Verilen metin ->
☆ ☆ ☆ ☆ ☆
Cioran, Yazı, Şiir ve Bir Çeşit Yaşam Sanatı

“Bütün fiiliyatımızın ardında yatan şeyler var; psikolojik açıdan il­ginç olan da budur, sadece yüzeyi biliriz, yapma tarafı… Dile getiri­len şeyin içine girilir, ama önemli olan, dile getirilmemiş şeydir, zımni olan şeydir, bir davranışın ya da bir sözün sırrı. Bundan dola­yı başkaları hakkındaki ve kendimiz hakkındaki yargılarımızın bir bölümü yanlıştır. Bayağı taraf kamufle edilmiştir. Oysa bayağı taraf derindir, hatta varlıklarda en derin olan ve içine en çok giremediği­miz şey odur diyebilirim. Büyük yazarlar tam da bu “aşağıları” duy­ma gücünde olanlardır, özellikle de Dostoyevski. Derin, ve göründü­ğü kadarıyla bayağı olan her şeyi açığa çıkarır; ama bu bayağılıktan da fazla bir şeydir, trajiktir; bunlar, hakiki psikologlardır. Ben, ro­man yazan ve başarısızlığa uğrayan birçok kişi biliyorum -Eliade bi­le birçok roman yazdı ve başarısızlığa uğradı- niçin? Çünkü sadece yüzeydeki olguları dile getirirler, duyguların kökenini değil. Bir duygunun kökenini kavramak çok zordur, ama önemli olan budur ve bu bütün olgular için doğrudur: Dini inanç, vs. Nasıl başladı? Niçin devam ediyor? Hedef de buradadır, nereden geldiğini de sadece ke­hanet gücü olanlar görebilir. Ve de buna akıl yürütülerek varılmaz.

Okumalarınızda da bu “köken”i arıyor musunuz?

Evet, hayatımda da arıyorum. Dile getirilen, düşüncenin sadece bir parçasıdır. Bunun için az sayıda gerçek romancı vardır. Herkes ro­man yazabilir, ama mesele sadece roman yazmak değildir. Dosto­yevski, benim için, fiillerin kökenine gitmiş olan tek yazardır; kah­ramanlarının şunu ya da bunu niçin yaptığı görülür, ama bu hemen görülmez. Benim tutumumun psikanalizle hiçbir ilgisi yok, katiyet­le; zira psikanaliz tedavi etmek ister; halbuki ilginç olan taraf bu değildir. Önemli olan, varlıkların içindeki iblistir – ama bunu nasıl kav­ramalı?

Peki şiiri nasıl okursunuz? Bu tür önermeler den yola çıkarak mı?
☆ ☆ ☆ ☆ ☆
Görev tanımı ->
Cioran metninde "Evet, hayatımda da" sözlerinden başlayıp "yola çıkarak mı?" sözlerine kadar uzanan bölümün tamamını, hiçbir değişiklik yapmadan yeniden yazınız.

Sağlanan veriler ->
☆ ☆ ☆ ☆ ☆
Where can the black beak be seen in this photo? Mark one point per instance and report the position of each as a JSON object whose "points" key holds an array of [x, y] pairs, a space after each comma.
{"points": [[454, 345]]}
☆ ☆ ☆ ☆ ☆
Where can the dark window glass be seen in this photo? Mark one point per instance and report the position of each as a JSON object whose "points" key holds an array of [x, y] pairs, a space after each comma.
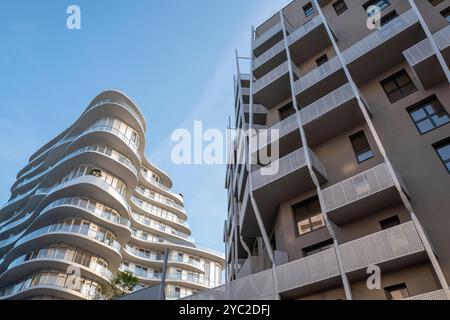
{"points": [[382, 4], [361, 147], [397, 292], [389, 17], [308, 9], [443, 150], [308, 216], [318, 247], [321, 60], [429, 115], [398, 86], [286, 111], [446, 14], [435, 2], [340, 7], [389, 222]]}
☆ ☆ ☆ ☆ ☆
Tamamlanan görev ->
Evet, hayatımda da arıyorum. Dile getirilen, düşüncenin sadece bir parçasıdır. Bunun için az sayıda gerçek romancı vardır. Herkes ro­man yazabilir, ama mesele sadece roman yazmak değildir. Dosto­yevski, benim için, fiillerin kökenine gitmiş olan tek yazardır; kah­ramanlarının şunu ya da bunu niçin yaptığı görülür, ama bu hemen görülmez. Benim tutumumun psikanalizle hiçbir ilgisi yok, katiyet­le; zira psikanaliz tedavi etmek ister; halbuki ilginç olan taraf bu değildir. Önemli olan, varlıkların içindeki iblistir – ama bunu nasıl kav­ramalı?

Peki şiiri nasıl okursunuz? Bu tür önermeler den yola çıkarak mı?